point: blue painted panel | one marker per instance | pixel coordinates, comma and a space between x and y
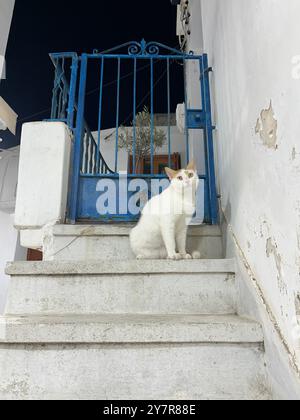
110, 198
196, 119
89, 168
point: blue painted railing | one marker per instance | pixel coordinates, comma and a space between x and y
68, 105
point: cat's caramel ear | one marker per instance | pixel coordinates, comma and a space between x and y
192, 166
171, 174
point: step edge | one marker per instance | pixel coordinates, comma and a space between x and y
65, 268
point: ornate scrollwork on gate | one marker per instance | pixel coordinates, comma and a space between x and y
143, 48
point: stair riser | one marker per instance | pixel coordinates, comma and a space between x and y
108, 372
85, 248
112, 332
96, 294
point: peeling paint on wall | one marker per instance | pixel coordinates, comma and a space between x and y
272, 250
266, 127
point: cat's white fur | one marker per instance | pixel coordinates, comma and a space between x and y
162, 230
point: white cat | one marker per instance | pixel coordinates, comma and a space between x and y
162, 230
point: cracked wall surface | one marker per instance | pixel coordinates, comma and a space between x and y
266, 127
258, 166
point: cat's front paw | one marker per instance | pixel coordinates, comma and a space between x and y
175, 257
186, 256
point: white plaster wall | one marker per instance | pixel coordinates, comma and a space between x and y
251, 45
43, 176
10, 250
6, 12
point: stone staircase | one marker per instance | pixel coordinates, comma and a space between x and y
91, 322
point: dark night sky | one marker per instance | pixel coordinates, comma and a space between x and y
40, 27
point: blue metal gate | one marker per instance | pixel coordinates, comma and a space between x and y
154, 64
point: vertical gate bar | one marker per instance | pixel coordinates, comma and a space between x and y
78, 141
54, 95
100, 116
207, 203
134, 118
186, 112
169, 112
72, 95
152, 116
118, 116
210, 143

- [PROBLEM TO WORK ON]: Pictures in the data above should not be copied; transcribe everything else exactly.

- [ANSWER FOR THE TASK]:
point: blue painted panel | one marker per instance | pixel coordinates, comma and a space between x and y
110, 198
196, 119
89, 168
point: blue painted railing | one marker per instance | pixel coordinates, comma and a space between x and y
68, 105
point: cat's caramel ear | one marker per instance | pixel coordinates, comma and a space between x and y
192, 166
171, 174
point: step edge | one marker per instance | pixel coordinates, comma and a space between x and y
65, 268
point: ornate scrollwork on gate | one marker per instance | pixel coordinates, comma and a space between x and y
143, 48
point: stair riser | one marker per instance | pixel coordinates, comma and a space between x and y
108, 372
85, 248
112, 332
96, 294
point: peeling paint on wall | one marker per instance | pixel coordinates, comma and a space between x and y
272, 250
266, 127
point: cat's white fur | one marker per instance | pixel coordinates, comma and a space between x and y
162, 230
point: white cat | one marker per instance | pixel coordinates, comma and a space between x and y
162, 230
point: cracked wall surface | one marker per instance | pixel coordinates, comma and a space between x and y
266, 127
258, 166
point: cat's front paw | one marker per instance | pixel coordinates, comma and a space between x and y
175, 257
186, 256
point: white plaster wall | one marker per instance | pixel coordinates, comma and a space between x and y
251, 45
43, 176
10, 250
6, 12
point: stone staircase | one marker per instance | pixel coordinates, comma and a space between x and y
91, 322
point: dark night sky | one marker per instance | pixel coordinates, comma and a space between x and y
40, 27
point: blue metal gate | one marker per instance | pixel coordinates, comma and a space between x and y
154, 64
point: vertical gate bar | one marker per instance | pixel coordinates, comma and a space between x and y
78, 141
54, 95
100, 116
207, 203
134, 118
186, 112
169, 112
72, 95
152, 116
118, 116
210, 143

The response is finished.